---- Recorded information

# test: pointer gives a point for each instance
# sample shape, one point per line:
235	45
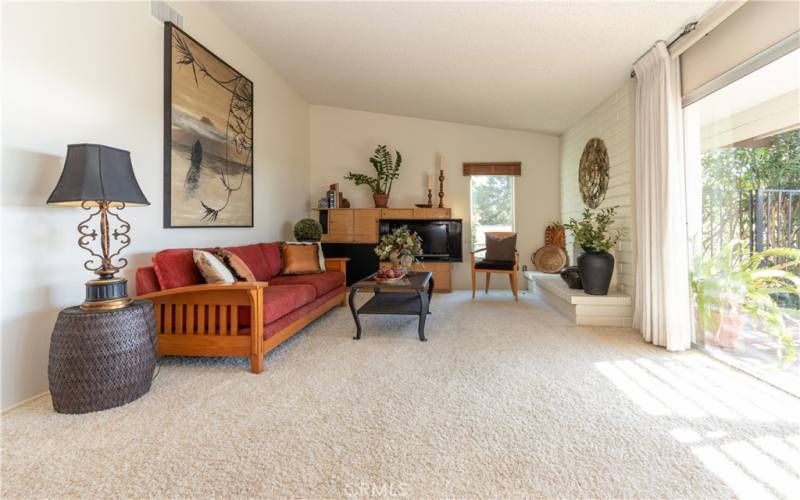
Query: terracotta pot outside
730	324
381	200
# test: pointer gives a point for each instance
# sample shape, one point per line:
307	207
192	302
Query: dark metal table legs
424	309
352	303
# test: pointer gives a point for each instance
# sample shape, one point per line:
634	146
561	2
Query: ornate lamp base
105	294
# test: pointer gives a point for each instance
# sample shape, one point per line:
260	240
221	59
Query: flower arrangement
592	231
401	246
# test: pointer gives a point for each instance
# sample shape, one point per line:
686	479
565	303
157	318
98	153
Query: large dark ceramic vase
596	269
572	277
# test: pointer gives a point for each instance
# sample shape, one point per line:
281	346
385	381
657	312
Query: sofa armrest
208	309
236	288
337	264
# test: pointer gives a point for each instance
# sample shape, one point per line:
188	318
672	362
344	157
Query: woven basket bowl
549	259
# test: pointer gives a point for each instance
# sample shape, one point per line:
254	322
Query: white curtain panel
662	310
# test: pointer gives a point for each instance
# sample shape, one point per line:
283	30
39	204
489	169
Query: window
743	199
491	206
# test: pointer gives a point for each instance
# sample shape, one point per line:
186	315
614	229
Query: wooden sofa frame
203	320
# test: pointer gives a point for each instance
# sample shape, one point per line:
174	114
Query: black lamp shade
94	173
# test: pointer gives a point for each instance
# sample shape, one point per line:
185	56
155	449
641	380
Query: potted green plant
730	287
307	230
594	235
401	247
386	172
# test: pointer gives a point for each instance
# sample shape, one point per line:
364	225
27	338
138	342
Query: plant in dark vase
594	235
307	230
386	171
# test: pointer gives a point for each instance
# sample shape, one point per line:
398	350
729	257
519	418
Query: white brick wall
612	121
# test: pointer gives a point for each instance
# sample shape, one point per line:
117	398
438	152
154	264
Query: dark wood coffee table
411	296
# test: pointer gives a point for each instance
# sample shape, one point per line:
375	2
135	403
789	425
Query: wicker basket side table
101	360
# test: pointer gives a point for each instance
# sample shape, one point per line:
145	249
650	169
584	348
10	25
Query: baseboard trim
25	401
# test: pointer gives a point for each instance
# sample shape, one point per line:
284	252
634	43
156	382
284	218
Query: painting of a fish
208	144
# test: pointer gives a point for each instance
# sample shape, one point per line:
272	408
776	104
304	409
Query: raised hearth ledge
614	309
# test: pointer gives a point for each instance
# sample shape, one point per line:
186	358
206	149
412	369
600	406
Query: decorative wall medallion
593	173
208	157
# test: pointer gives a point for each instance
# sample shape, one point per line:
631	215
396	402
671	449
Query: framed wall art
208	137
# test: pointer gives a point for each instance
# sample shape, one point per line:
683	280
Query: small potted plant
386	172
592	232
307	230
401	247
732	287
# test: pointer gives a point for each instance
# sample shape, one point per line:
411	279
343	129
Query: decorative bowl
390	280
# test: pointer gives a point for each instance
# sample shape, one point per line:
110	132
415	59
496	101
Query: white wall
343	140
93	72
613	122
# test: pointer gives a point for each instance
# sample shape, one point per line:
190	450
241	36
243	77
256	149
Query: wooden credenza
352	232
360	225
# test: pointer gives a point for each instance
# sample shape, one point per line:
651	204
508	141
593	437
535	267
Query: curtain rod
685	31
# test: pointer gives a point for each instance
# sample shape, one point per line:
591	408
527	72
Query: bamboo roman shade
493	168
752	29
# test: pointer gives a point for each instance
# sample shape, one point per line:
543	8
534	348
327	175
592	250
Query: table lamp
100	179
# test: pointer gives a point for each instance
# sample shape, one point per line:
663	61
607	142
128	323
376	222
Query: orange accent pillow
300	259
236	265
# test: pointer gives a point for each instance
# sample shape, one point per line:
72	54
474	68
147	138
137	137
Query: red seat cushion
280	301
322	282
175	268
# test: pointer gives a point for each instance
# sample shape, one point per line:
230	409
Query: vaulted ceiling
537	66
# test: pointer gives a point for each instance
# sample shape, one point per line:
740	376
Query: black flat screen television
441	238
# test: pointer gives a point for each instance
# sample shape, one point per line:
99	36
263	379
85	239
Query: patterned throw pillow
212	269
300	259
236	265
319	246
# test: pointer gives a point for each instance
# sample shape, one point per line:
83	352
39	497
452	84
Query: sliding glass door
742	146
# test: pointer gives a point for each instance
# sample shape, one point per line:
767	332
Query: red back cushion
272	254
175	268
254	258
146	280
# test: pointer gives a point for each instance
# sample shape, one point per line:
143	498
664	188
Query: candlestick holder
441	188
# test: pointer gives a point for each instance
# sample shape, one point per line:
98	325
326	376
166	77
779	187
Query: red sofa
197	319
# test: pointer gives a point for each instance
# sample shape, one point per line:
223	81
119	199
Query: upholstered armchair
501	257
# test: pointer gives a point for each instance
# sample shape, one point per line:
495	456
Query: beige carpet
504	400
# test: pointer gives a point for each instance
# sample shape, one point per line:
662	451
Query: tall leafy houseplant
386	171
594	234
731	288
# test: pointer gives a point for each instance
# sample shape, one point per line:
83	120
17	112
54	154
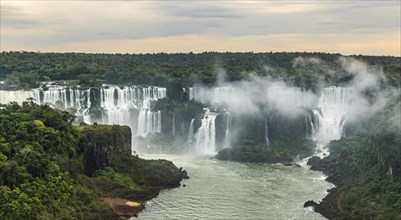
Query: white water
191	131
331	113
227	134
231	190
206	134
267	141
120	105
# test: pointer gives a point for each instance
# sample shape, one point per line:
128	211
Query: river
230	190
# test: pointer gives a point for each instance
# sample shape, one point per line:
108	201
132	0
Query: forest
44	147
53	169
307	70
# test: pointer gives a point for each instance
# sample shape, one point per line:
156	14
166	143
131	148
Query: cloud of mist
368	98
301	61
257	94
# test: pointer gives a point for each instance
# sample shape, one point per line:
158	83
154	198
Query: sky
348	27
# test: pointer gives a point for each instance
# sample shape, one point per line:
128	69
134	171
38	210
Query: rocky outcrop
101	144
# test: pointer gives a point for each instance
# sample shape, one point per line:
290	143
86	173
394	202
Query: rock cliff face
104	143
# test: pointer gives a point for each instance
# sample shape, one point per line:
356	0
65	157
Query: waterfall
331	114
206	134
227	135
173	132
191	131
119	105
191	93
267	141
73	100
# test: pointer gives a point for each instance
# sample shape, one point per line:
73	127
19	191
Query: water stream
231	190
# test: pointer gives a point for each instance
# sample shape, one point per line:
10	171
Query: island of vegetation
40	147
52	169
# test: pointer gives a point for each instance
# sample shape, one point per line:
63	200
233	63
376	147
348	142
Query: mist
258	94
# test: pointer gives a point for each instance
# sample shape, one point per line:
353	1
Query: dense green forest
52	169
366	169
45	148
27	69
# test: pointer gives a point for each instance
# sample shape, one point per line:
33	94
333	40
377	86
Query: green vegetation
49	169
366	168
184	69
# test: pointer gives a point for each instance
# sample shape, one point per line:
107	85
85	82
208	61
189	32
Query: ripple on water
230	190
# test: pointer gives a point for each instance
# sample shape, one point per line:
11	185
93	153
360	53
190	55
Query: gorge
271	125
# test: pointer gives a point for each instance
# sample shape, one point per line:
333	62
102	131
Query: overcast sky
347	27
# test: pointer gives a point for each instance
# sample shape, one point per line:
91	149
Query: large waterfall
121	106
128	105
331	113
206	134
191	131
227	134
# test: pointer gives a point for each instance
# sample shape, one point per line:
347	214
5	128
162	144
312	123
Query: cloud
348	27
257	94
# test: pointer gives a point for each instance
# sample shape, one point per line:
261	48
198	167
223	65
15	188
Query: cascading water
73	100
173	132
122	103
191	131
206	134
267	141
333	106
227	135
118	105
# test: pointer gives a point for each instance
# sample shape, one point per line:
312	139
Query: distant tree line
26	69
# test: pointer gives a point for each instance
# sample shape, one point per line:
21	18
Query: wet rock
310	203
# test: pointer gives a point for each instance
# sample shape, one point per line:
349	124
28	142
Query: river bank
232	190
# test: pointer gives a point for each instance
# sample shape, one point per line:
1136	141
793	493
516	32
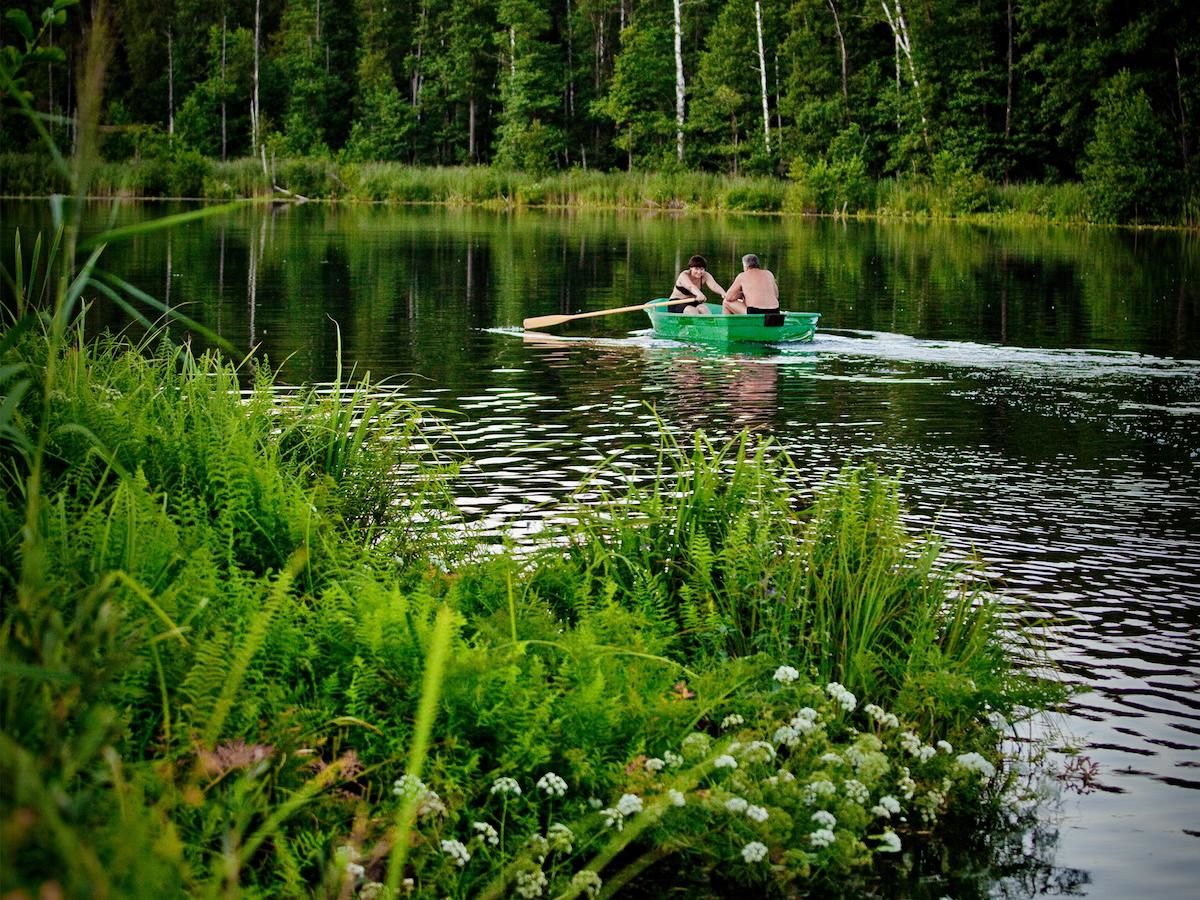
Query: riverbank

--------

Problem requirements: Pull out every line of the rows above that contains the word "waterfall". Case counts.

Task solution:
Query: waterfall
Query: large waterfall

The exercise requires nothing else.